- [Exercise details]: For every line in the material, output its text exactly and exclude any image it holds.

- [Source material]:
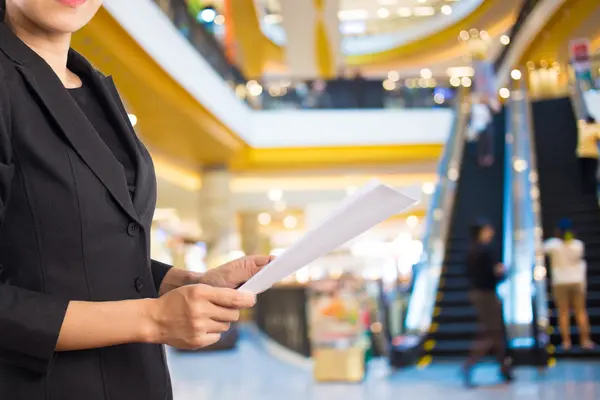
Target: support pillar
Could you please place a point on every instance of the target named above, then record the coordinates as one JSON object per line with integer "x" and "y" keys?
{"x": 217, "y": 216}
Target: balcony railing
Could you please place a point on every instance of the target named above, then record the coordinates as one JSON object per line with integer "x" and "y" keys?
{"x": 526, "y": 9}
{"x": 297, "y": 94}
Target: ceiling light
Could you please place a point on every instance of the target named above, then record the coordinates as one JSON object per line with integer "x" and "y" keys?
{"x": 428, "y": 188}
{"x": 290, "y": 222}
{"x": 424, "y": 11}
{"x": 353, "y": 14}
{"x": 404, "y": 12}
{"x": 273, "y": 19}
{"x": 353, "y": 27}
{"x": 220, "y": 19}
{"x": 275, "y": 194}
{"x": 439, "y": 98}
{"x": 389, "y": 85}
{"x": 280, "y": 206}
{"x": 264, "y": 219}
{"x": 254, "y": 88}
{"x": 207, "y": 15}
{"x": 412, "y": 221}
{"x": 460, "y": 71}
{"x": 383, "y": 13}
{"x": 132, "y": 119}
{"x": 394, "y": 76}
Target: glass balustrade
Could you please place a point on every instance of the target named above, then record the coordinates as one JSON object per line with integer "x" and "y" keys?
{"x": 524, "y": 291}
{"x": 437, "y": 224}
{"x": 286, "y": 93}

- [Answer to this problem]:
Target: support pillar
Could you please place a point on every instance of the target named above, then record the coordinates as one JSON object per line with integer "x" and "y" keys?
{"x": 217, "y": 216}
Target: balcony railing
Could you please place a point on every instance of the target named above, then record the coordinates as one JSON object per line with integer "x" and "y" keys?
{"x": 526, "y": 9}
{"x": 297, "y": 94}
Target: ceiling light
Could you please place a point on every instance of the target named above, then record the coordinates as one JSON object per line with integer "x" and "y" keys?
{"x": 428, "y": 188}
{"x": 290, "y": 222}
{"x": 424, "y": 11}
{"x": 353, "y": 14}
{"x": 404, "y": 12}
{"x": 273, "y": 19}
{"x": 353, "y": 27}
{"x": 220, "y": 19}
{"x": 275, "y": 194}
{"x": 439, "y": 98}
{"x": 389, "y": 85}
{"x": 280, "y": 206}
{"x": 264, "y": 219}
{"x": 254, "y": 88}
{"x": 207, "y": 15}
{"x": 412, "y": 221}
{"x": 460, "y": 71}
{"x": 383, "y": 13}
{"x": 132, "y": 119}
{"x": 394, "y": 76}
Target: glass balustrade
Could you please place a point on every instance of the target named above, then record the coordinates as one JSON object per line with integer "x" and "y" keys?
{"x": 524, "y": 291}
{"x": 437, "y": 224}
{"x": 286, "y": 93}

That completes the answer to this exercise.